### Selection
::::
The Ordinary Remand Rule and the Judicial Toolbox for Agency Dialogue
69 Pages Posted: 2 Apr 2013 Last revised: 18 Dec 2014
Date Written: October 2014
When a court concludes that an agency’s decision is erroneous, the ordinary rule is to remand to the agency to consider the issue anew (as opposed to the court deciding the issue itself). Although the Supreme Court first articulated this ordinary remand rule in the 1940s and has rearticulated it repeatedly over the years, little work has been done to understand how the rule works in practice, much less whether it promotes the separation of powers values that motivate the rule. This Article conducts such an investigation — focusing on judicial review of agency immigration adjudications and reviewing the more than 400 published court of appeals decisions that have addressed the remand rule since the Court rearticulated it in 2002.
::::
### Aim of the exercise
Continue the abstract on the ordinary remand rule from the point where it stops.

### Extracted data
::::
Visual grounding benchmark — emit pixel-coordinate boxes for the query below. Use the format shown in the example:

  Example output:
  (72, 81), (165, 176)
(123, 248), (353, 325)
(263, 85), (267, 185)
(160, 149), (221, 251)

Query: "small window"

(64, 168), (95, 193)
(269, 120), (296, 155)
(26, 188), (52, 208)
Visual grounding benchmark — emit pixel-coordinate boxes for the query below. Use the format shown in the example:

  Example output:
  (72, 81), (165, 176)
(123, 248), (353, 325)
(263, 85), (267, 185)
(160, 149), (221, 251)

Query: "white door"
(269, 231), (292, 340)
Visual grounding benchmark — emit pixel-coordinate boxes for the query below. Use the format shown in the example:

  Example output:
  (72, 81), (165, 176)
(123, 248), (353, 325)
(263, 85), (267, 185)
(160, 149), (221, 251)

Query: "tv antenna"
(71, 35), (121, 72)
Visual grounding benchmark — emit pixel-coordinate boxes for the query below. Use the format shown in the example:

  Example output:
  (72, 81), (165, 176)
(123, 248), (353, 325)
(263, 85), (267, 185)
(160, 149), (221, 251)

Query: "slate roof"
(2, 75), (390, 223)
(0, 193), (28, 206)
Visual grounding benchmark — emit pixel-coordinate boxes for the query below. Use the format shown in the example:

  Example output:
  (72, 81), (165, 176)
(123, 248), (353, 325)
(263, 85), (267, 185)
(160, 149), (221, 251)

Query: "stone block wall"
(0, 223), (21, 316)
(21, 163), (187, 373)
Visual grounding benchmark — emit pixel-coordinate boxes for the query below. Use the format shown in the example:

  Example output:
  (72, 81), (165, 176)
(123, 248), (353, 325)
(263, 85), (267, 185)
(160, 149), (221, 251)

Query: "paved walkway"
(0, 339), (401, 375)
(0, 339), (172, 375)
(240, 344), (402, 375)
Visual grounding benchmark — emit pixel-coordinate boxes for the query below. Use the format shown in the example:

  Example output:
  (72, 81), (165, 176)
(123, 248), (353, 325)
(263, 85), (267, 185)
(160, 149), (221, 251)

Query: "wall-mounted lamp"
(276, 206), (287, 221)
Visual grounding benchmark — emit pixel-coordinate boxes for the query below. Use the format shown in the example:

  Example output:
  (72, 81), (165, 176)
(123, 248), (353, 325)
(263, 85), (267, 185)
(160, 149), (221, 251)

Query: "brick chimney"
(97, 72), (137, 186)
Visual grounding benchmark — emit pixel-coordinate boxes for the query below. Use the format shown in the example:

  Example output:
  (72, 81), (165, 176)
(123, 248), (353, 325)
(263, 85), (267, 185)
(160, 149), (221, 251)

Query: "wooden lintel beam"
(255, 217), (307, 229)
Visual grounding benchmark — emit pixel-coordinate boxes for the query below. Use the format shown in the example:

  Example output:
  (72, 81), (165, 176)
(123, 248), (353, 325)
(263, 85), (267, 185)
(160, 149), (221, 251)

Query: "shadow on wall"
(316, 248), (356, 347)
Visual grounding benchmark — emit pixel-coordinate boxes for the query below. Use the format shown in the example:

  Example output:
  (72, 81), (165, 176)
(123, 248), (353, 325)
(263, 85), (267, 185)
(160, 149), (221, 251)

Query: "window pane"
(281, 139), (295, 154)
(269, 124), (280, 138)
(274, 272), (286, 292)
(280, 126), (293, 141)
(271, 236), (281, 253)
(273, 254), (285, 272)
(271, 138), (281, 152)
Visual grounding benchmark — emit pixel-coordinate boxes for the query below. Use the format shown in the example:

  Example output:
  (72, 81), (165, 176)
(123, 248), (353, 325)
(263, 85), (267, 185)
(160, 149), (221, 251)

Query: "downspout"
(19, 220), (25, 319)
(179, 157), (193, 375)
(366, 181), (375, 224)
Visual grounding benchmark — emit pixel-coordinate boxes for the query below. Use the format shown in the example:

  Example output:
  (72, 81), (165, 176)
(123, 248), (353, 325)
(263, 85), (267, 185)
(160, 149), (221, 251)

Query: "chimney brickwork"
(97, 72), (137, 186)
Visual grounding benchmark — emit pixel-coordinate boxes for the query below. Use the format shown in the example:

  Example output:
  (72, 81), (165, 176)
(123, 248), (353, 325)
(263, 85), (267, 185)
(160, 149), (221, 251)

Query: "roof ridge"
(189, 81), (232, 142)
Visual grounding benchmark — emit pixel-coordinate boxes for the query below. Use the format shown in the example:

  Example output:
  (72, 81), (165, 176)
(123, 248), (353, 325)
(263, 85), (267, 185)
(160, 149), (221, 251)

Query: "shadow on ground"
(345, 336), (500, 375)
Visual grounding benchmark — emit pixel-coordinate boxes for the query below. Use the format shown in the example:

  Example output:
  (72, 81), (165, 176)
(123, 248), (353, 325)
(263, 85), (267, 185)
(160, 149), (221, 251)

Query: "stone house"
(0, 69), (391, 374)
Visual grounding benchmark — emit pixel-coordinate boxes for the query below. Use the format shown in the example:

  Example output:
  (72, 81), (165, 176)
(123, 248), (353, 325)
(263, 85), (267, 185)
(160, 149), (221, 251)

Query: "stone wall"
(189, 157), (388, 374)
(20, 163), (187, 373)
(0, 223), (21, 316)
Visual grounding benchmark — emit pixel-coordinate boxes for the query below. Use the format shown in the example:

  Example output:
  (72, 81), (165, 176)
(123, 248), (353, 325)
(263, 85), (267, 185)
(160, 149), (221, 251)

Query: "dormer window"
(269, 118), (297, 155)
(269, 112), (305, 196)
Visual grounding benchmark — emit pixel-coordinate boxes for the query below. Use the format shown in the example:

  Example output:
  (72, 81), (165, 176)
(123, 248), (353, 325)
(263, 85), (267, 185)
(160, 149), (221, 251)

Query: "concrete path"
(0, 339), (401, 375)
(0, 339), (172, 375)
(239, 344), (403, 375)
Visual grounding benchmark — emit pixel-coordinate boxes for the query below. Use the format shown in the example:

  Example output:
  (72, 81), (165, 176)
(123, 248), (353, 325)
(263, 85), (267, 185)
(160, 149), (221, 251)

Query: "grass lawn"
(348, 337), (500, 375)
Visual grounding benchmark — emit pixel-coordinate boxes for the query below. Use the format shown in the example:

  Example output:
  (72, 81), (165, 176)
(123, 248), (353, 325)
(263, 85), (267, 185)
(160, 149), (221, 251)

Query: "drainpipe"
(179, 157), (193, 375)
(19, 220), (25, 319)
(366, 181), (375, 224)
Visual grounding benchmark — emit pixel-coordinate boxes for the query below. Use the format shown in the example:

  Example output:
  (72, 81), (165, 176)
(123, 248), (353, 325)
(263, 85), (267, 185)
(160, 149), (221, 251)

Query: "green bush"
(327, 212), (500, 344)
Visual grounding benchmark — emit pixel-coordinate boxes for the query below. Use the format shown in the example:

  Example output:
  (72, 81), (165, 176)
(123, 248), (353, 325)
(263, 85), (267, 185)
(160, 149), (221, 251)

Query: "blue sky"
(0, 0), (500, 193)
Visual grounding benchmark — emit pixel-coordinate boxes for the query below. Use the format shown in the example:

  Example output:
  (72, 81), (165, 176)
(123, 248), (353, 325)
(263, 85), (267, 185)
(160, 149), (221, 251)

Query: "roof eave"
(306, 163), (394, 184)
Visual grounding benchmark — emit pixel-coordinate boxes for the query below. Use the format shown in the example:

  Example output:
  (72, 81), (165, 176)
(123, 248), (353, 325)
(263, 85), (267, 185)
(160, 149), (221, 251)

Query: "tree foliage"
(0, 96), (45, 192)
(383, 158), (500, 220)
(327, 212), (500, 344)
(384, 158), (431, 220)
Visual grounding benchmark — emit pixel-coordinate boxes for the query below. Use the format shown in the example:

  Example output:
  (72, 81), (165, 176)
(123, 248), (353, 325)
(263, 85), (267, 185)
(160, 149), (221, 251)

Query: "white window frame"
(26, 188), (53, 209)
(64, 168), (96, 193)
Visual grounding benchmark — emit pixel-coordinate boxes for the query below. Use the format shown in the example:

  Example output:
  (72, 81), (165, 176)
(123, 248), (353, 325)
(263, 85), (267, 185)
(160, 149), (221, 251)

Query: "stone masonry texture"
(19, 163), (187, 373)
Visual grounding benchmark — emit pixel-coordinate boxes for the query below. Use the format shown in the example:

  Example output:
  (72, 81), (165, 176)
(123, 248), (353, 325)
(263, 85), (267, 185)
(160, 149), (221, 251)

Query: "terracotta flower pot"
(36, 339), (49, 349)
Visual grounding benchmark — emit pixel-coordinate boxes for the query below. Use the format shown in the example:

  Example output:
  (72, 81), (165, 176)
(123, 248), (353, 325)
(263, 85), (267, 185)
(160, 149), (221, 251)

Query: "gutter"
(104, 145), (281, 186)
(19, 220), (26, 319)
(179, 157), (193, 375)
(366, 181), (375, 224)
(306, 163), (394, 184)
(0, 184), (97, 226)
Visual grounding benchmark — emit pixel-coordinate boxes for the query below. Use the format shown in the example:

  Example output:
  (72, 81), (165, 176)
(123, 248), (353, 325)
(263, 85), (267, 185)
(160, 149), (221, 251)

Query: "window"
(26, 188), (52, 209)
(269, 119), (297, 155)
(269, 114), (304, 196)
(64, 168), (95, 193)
::::
### Answer below
This Article finds that courts generally fail to appreciate the dual separation of powers values of Article I legislative and Article II executive authority at issue and that some circuits have not been faithful to this command. Courts that refuse to remand seem to do so when they believe the petitioner is entitled to relief and remand would unduly delay or, worse, preclude relief because the petitioner would get lost in the process. In refusing to remand, courts express perceived Article III concerns of abdicating their authority to say what the law is and to ensure that procedures are fair and rights are protected in the administrative process. In reviewing the cases, however, this Article uncovers a novel set of tools that courts have developed to preserve their role in the process and enhance the court-agency dialogue. Instead of ignoring the remand rule, this Article suggests that courts should utilize and further develop this dialogue-enhancing toolbox to exercise their constitutional authority while preserving the delicate balance of powers between courts and agencies via the ordinary remand rule.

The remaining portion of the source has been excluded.